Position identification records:
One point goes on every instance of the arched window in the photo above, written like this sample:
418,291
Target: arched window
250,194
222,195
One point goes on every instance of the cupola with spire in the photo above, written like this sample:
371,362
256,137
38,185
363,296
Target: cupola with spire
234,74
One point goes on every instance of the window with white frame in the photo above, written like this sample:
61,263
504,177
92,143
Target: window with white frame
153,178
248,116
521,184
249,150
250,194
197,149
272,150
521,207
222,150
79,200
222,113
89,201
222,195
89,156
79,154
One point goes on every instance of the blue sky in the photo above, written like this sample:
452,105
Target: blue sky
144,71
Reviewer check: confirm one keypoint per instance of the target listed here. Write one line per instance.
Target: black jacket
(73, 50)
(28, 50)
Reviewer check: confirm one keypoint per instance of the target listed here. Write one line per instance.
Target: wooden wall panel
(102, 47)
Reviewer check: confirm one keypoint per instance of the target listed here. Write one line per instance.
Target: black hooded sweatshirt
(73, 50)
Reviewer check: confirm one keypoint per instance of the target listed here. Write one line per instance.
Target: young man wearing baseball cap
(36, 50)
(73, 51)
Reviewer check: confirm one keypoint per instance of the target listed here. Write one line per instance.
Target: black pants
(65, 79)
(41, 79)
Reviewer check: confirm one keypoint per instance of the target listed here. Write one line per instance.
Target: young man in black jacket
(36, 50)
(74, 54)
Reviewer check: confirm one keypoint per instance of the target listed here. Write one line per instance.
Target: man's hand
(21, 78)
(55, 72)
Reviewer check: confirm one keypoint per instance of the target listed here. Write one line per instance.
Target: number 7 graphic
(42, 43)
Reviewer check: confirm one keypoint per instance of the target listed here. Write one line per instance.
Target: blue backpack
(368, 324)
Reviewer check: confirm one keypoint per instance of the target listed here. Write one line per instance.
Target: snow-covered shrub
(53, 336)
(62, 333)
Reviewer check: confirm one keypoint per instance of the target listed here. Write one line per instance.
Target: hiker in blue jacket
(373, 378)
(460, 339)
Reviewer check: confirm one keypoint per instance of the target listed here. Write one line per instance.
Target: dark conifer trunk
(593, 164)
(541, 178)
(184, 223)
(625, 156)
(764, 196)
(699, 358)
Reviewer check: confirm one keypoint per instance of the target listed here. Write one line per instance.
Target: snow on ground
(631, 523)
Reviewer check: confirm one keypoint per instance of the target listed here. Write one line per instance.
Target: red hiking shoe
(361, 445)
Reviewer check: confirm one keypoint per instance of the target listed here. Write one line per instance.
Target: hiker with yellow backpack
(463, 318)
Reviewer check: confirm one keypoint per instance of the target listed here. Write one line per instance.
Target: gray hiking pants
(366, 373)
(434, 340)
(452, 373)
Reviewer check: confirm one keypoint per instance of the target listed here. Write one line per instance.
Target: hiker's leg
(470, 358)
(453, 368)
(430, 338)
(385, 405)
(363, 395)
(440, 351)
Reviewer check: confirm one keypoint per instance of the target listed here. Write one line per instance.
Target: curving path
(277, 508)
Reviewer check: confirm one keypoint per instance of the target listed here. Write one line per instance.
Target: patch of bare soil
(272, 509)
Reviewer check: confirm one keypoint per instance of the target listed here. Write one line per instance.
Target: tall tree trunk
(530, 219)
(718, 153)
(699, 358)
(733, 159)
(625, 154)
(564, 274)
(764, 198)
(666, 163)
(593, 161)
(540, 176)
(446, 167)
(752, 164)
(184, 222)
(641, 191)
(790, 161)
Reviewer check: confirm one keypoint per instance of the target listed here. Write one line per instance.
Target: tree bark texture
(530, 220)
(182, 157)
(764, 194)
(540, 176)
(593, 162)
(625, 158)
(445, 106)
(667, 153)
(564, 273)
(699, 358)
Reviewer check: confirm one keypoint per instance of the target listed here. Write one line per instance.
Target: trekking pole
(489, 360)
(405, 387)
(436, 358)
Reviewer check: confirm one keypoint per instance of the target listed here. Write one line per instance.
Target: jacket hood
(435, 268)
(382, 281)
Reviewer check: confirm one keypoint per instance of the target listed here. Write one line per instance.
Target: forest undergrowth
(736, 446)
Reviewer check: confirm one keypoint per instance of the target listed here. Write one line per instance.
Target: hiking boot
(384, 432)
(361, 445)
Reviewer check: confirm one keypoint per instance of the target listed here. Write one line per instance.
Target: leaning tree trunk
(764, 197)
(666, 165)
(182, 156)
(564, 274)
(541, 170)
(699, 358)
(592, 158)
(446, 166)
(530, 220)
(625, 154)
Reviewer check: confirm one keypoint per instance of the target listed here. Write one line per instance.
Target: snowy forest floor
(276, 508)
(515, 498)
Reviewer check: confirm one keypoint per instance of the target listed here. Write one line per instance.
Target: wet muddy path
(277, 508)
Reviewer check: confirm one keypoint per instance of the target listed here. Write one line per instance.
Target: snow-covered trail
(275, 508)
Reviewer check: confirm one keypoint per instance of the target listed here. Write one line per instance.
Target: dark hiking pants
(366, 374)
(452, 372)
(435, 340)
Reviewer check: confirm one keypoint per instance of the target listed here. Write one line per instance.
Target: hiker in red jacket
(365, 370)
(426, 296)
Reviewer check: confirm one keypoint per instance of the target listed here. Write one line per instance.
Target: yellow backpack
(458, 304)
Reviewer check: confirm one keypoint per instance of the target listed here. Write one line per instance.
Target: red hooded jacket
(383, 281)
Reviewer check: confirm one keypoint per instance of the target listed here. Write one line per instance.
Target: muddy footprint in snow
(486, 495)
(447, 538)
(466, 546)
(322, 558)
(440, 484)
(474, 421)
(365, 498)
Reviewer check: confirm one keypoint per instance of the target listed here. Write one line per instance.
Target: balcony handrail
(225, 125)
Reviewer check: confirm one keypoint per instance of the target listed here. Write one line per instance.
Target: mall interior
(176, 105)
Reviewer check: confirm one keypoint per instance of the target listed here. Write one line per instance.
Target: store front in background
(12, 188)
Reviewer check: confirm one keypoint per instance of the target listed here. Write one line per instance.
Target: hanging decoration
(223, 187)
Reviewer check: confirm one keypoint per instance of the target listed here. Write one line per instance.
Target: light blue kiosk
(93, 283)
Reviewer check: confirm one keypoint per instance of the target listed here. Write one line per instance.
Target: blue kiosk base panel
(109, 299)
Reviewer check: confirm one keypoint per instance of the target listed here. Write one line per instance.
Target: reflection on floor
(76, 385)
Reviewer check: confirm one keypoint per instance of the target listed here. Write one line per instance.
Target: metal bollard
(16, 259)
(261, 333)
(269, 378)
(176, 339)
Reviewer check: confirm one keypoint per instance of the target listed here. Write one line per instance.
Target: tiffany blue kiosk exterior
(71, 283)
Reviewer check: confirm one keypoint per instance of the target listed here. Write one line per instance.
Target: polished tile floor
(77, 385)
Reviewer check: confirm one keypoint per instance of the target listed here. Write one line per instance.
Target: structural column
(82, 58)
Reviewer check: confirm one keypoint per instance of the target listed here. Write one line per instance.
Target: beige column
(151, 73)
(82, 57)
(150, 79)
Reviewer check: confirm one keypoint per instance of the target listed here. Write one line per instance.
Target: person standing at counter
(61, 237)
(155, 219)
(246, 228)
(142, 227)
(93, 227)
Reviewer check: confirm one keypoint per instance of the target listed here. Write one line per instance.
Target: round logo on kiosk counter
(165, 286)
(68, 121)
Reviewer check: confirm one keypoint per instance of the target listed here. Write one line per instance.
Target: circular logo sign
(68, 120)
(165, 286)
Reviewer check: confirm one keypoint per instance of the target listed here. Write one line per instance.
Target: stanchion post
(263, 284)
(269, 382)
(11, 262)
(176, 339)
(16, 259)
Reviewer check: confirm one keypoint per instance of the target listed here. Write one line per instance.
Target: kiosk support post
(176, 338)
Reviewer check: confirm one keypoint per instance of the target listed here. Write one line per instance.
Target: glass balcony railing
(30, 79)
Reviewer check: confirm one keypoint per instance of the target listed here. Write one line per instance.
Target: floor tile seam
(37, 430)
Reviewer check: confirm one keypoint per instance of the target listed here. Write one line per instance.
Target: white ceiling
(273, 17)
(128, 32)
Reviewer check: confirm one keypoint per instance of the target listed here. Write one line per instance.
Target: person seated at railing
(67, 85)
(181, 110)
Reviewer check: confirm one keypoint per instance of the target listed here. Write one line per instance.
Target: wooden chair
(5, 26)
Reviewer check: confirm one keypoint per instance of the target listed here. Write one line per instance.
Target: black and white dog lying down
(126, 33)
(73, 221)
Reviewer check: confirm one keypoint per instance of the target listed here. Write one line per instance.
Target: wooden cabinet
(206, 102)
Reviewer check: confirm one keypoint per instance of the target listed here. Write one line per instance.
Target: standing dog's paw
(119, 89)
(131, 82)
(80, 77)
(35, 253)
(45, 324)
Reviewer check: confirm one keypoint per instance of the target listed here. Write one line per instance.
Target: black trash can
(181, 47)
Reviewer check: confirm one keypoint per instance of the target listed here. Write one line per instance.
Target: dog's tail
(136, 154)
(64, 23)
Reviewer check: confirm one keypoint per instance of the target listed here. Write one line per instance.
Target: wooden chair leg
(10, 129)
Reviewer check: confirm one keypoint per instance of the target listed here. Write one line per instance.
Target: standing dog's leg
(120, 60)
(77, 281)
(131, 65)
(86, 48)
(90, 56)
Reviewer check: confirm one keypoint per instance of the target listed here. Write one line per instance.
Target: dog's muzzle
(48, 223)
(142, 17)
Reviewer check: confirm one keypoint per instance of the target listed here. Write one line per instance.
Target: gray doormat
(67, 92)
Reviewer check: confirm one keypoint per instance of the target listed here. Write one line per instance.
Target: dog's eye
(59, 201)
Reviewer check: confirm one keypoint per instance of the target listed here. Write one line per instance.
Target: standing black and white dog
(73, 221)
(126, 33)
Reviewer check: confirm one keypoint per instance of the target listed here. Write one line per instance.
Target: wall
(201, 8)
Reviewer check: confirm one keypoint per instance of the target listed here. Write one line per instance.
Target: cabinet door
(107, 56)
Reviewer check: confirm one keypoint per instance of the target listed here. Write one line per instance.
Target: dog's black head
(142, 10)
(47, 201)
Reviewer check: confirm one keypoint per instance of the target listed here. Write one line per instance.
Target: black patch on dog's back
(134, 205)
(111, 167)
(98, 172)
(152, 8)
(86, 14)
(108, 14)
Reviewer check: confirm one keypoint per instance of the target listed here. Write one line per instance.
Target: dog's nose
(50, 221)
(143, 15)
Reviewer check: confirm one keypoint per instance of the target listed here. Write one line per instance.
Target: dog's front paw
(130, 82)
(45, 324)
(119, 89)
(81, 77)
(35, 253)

Do this
Pick out every line of the items that contains the string "railing", treating uppercase and lowercase letters as different, and copy each line as it appears.

Reply
Target: glass balcony railing
Target: person seated at railing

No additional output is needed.